[PASSAGE]

Pope Francis will call for swift action to protect the Earth and fight global warming, according to a leaked draft of the pontiff’s encyclical. Pope Francis puts much of the blame for global warming on human activities.
The document – published by Italy’s L’Espresso magazine – says global warming is directly linked to human activities and the intensive use of fossil fuels.
The Vatican called the leaking of the draft a “heinous” act. It said the final version would be released on Thursday as planned. However it will once again confirm this Pope as one of the most reforming and progressive in the Church’s history, and given the Roman church’s attitude to the infallibility of the Pope’s utterances, swing hundreds of millions of Roman Catholics behind the movement to combat man-made climate change. The Pope’s rumoured attitude has already brought attacks from right-wing Protestant Republican politicians in America.
One, Rick Santorum, argued the Pope should leave science to scientists, somewhat idiotically ignoring the fact that the Pope is, in fact, a scientist. Back when Pope Francis was still going by the handle of Jorge Bergoglio, he earned a master’s degree in chemistry from the University of Buenos Aires.
The pope’s career path isn’t all that unusual. His Jesuit order has a history of producing men with one foot in the spiritual world and another in the scientific realm. Czech astronomer and Jesuit Christian Meyer did pioneering work studying binary star systems in the 18th century. Bavarian-born Jesuit Franz Xaver Kugler did triple duty as a chemist, priest, and researcher of cuneiform tablets. And modern-day science writer and Jesuit Guy Consolmagno studies asteroids and meteorites at the Vatican Observatory.
“Doing science is like playing a game with God, playing a puzzle with God,” Consolmagno once told the Canadian Broadcasting Center. “God sets the puzzles, and after I can solve one, I can hear him cheering, ‘Great, that was wonderful, now here’s the next one.’ It’s the way I can interact with the Creator.”

Gregor Mendel was the founder of the science of genetics.
Significant Roman Catholic contributions to science aren’t limited to the Jesuit order, though. The Augustinian friar Gregor Johann Mendel bred pea plants in the garden of his monastery and discovered the principles of genetics.
In 1927, Belgian priest Georges Lemaitre discovered the “redshift” phenomenon that describes how the farther away a galaxy is from Earth, the more of its light is shifted toward the red end of the visible spectrum. This was two years before the more widely reported discoveries by Hubble.
‘Enormous consumption’
The 192-page draft of the new encyclical – which is the highest level of teaching document a pope can issue – is entitled “Laudato Si: On the care of the common home”.
In the paper, Pope Francis presents both scientific and moral reasons for protecting God’s creation.
He puts much of the blame for global warming on human activities, mentioning the continual loss of biodiversity in the Amazonian rainforest and the melting of Arctic glaciers among other examples.
The draft also says that developing countries are bearing the brunt of the “enormous consumption” of some of the richest.
The pontiff calls on all humans – not just Roman Catholics – to prevent the destruction of the ecosystem before the end of the century and to establish a new political authority to tackle pollution.
The encyclical has been months in the writing, and the Pope is said to be keen for it to set the tone for the debate at a UN summit on climate change in November in Paris, the BBC’s Caroline Wyatt says.

[/PASSAGE]

> _WORK TASK 1_:
Reproduce word for word the portion of the encyclical article from "In 1927, Belgian" up to and including "of the richest.".
> _WORK TASK 2_:
In the encyclical article, what title does the 192-page draft carry?

[DATASET EXCERPTS]

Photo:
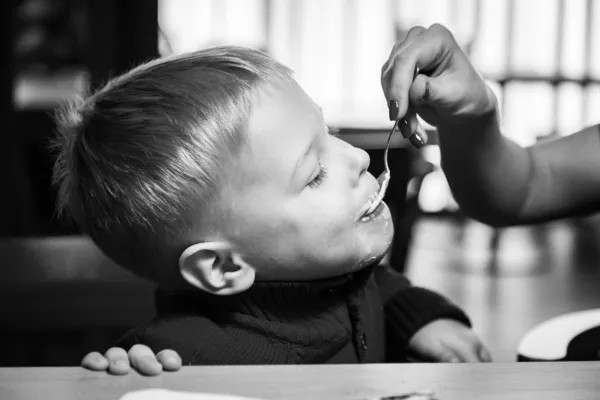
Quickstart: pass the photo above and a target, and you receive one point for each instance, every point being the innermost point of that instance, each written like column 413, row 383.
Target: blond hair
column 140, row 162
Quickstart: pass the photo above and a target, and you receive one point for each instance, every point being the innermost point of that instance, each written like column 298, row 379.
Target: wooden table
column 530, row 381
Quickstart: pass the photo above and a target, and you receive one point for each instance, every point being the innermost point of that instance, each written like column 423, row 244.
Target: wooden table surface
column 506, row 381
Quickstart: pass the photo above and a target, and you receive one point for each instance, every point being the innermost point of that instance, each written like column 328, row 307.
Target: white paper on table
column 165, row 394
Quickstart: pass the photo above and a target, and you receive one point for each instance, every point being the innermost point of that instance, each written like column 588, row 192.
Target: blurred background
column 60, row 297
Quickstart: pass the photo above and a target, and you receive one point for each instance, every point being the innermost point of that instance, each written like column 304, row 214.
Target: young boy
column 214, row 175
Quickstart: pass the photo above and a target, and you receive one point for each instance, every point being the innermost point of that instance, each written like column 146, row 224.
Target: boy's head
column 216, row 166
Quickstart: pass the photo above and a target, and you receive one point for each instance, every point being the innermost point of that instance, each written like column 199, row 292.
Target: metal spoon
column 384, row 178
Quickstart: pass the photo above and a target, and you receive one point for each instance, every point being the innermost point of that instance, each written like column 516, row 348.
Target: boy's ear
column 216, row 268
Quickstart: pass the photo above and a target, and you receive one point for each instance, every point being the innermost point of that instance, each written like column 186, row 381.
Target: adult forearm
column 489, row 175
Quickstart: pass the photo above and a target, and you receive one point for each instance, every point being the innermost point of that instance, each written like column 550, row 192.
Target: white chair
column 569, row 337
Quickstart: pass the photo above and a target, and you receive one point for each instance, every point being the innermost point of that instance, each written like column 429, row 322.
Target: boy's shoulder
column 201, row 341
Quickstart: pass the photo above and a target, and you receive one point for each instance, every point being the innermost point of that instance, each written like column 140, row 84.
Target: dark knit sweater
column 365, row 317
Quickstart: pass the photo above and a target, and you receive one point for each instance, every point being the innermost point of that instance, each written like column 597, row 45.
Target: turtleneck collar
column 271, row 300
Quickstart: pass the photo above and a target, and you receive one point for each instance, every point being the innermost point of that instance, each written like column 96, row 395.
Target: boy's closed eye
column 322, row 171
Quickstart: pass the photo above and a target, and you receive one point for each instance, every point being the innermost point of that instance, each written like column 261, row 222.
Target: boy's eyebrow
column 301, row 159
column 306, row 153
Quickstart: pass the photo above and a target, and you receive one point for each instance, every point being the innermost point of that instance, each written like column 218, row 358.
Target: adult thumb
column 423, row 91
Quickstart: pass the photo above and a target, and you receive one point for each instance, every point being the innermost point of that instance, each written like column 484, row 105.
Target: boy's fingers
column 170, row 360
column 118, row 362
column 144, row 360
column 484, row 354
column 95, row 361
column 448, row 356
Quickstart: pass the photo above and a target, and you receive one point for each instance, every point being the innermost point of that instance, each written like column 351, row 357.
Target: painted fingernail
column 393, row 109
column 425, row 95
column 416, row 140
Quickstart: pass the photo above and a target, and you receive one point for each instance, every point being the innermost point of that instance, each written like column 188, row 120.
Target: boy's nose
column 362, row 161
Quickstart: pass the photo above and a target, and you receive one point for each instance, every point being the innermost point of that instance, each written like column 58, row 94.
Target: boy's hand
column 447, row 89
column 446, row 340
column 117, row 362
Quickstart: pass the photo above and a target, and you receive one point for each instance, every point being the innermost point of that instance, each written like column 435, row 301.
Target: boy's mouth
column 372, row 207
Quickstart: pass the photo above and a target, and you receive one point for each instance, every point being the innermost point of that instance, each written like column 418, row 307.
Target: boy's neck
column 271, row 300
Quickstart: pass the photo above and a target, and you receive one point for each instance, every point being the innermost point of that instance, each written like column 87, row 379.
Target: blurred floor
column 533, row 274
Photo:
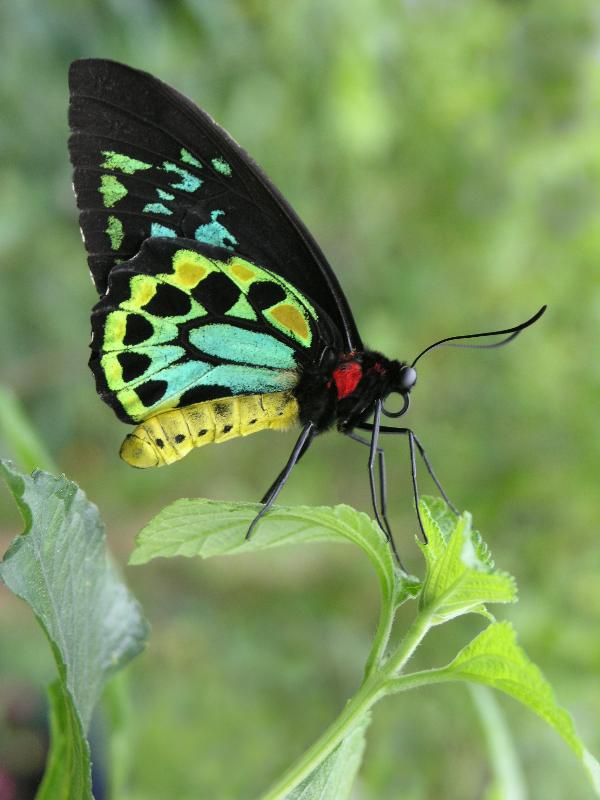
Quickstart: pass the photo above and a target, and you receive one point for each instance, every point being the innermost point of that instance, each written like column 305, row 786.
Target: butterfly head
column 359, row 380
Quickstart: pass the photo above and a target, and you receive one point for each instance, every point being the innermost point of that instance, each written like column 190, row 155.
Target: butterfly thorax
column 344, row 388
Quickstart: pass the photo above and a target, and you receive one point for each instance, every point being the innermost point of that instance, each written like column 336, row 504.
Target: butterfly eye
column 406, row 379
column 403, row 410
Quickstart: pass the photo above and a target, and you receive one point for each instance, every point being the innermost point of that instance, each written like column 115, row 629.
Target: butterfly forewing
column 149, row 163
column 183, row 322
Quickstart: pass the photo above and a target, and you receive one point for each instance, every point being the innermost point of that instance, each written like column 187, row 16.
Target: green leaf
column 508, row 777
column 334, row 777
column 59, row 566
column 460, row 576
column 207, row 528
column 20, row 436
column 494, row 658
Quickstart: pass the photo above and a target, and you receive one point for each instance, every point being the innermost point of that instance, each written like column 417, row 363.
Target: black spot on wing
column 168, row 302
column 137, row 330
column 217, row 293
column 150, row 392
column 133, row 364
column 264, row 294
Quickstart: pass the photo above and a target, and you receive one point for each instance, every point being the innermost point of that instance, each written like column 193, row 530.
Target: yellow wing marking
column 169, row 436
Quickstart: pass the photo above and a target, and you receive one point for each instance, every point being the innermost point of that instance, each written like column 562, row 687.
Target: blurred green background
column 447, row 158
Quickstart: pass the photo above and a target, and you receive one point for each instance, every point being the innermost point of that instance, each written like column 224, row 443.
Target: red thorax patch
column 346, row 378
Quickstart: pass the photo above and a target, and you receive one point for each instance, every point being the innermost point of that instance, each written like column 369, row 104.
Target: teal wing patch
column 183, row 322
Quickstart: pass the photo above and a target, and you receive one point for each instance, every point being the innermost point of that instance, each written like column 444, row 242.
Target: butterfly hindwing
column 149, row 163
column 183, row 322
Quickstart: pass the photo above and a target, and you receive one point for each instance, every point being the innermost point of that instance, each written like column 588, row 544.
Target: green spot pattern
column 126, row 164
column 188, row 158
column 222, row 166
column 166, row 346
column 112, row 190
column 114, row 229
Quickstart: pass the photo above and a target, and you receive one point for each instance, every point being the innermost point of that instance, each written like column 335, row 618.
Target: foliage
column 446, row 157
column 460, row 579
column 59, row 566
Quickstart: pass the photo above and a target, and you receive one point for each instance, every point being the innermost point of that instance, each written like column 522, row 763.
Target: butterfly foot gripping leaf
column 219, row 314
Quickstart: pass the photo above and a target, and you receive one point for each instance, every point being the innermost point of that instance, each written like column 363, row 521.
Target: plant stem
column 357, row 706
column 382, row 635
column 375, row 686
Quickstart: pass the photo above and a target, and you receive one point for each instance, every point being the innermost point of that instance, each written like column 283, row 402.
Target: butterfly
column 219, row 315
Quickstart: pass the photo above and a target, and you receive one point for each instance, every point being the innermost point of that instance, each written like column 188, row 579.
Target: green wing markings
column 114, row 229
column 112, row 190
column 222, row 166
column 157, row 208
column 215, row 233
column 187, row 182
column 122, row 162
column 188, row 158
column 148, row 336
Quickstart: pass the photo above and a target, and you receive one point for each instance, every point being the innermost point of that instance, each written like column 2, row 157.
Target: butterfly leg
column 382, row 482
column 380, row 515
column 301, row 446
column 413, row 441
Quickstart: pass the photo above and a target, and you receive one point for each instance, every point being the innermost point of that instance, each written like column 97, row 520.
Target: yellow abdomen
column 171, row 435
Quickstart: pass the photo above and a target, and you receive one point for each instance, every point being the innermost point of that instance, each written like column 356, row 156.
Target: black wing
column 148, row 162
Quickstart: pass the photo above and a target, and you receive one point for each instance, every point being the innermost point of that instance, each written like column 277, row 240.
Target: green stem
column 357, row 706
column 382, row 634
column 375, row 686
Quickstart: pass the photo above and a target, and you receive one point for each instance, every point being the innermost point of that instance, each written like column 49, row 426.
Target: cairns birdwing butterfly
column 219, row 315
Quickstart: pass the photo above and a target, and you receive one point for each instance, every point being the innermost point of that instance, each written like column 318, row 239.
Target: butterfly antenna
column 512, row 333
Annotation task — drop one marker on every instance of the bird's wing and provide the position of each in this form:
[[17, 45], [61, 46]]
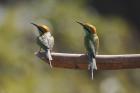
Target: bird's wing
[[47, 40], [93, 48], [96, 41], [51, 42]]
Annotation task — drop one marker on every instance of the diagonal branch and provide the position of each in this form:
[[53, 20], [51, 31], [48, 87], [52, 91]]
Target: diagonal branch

[/DATASET EXCERPTS]

> _TASK OUTPUT 1_:
In 1927, Belgian priest Georges Lemaitre discovered the “redshift” phenomenon that describes how the farther away a galaxy is from Earth, the more of its light is shifted toward the red end of the visible spectrum. This was two years before the more widely reported discoveries by Hubble.
‘Enormous consumption’
The 192-page draft of the new encyclical – which is the highest level of teaching document a pope can issue – is entitled “Laudato Si: On the care of the common home”.
In the paper, Pope Francis presents both scientific and moral reasons for protecting God’s creation.
He puts much of the blame for global warming on human activities, mentioning the continual loss of biodiversity in the Amazonian rainforest and the melting of Arctic glaciers among other examples.
The draft also says that developing countries are bearing the brunt of the “enormous consumption” of some of the richest.

> _TASK OUTPUT 2_:
"Laudato Si: On the care of the common home"